### Extract:
════════════════════

Mother's Choice is the fourth album for Australian rock band Buffalo, recorded during 1975 and 1976 and originally released in 1976 by Vertigo Records.  After the dismissal of founding guitarist John Baxter at the end of 1974, the band underwent both a major line up change, and a shift towards more commercially oriented hard rock in a bid to attain greater radio airplay (which had eluded them up to this point) and mainstream acceptance.  However, Mother's Choice received a backlash both critically and commercially.

Also in contrast to Volcanic Rock and Only Want You For Your Body, the artwork Mother's Choice was overtly conservative.  Whilst partly a result of the band striving for mainstream appeal, it was also partly in reaction to the management of Phonogram Records (parent company to the Vertigo label) objecting to two working titles for the album – Songs for the Frustrated Housewife and Thieves, Punks, Rip-Offs & Liars.

════════════════════

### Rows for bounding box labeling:
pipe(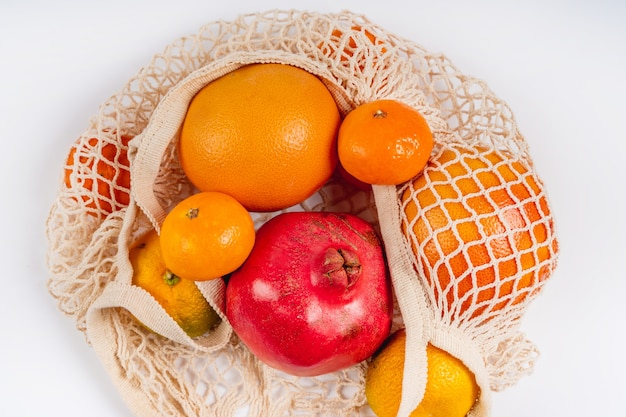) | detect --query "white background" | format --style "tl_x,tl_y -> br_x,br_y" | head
0,0 -> 626,417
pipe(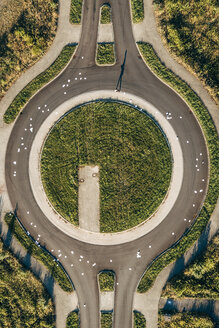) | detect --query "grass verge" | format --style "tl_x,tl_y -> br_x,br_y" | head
70,0 -> 83,24
99,271 -> 115,292
96,42 -> 115,65
100,312 -> 113,328
66,311 -> 80,328
133,311 -> 146,328
5,213 -> 72,292
41,100 -> 172,232
131,0 -> 144,23
4,45 -> 76,123
154,0 -> 219,102
158,310 -> 214,328
137,43 -> 219,293
0,239 -> 55,328
100,5 -> 111,24
162,235 -> 219,299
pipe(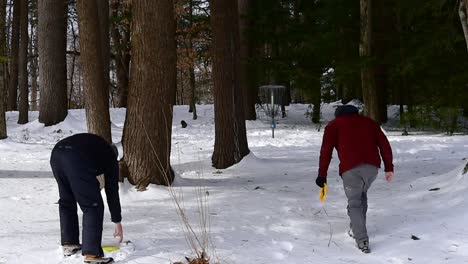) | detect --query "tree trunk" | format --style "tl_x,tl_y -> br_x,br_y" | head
77,0 -> 112,142
37,0 -> 68,126
211,0 -> 250,169
189,65 -> 198,120
111,0 -> 130,107
29,9 -> 39,111
0,0 -> 7,139
96,0 -> 110,107
458,0 -> 468,52
188,0 -> 198,120
18,0 -> 29,124
238,0 -> 257,120
7,0 -> 21,111
68,13 -> 78,109
122,0 -> 177,190
359,0 -> 380,122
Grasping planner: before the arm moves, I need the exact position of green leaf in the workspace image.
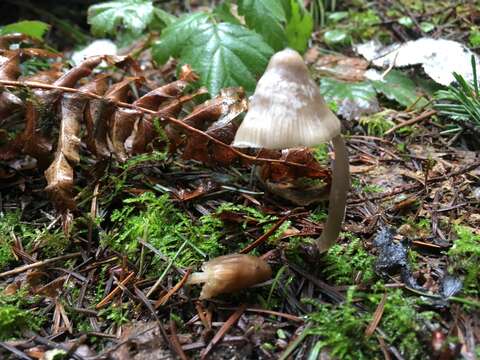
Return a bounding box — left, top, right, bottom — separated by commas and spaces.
238, 0, 287, 51
327, 11, 348, 23
152, 12, 209, 64
323, 30, 351, 45
398, 16, 413, 29
0, 20, 50, 40
468, 27, 480, 47
285, 0, 313, 53
372, 70, 418, 107
180, 23, 273, 96
87, 0, 154, 36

════════════════════

### What you need to do:
(1) Translate this sentence from the album text into Spanish: "However, Mother's Choice received a backlash both critically and commercially."
(2) In the rows, echo the lines from the line with "Grasping planner: before" to the line with "0, 20, 50, 40", both included, and leave out the pictures.

### Task answers:
(1) Sin embargo, Mother's Choice recibió un rechazo tanto de la crítica como en lo comercial.

(2)
Grasping planner: before the arm moves, I need the exact position of green leaf in the workspace image.
Return a bounding box — left, top, right, bottom — separated by commas and spaces.
238, 0, 287, 51
327, 11, 348, 23
152, 12, 209, 64
323, 30, 351, 45
398, 16, 413, 29
0, 20, 50, 40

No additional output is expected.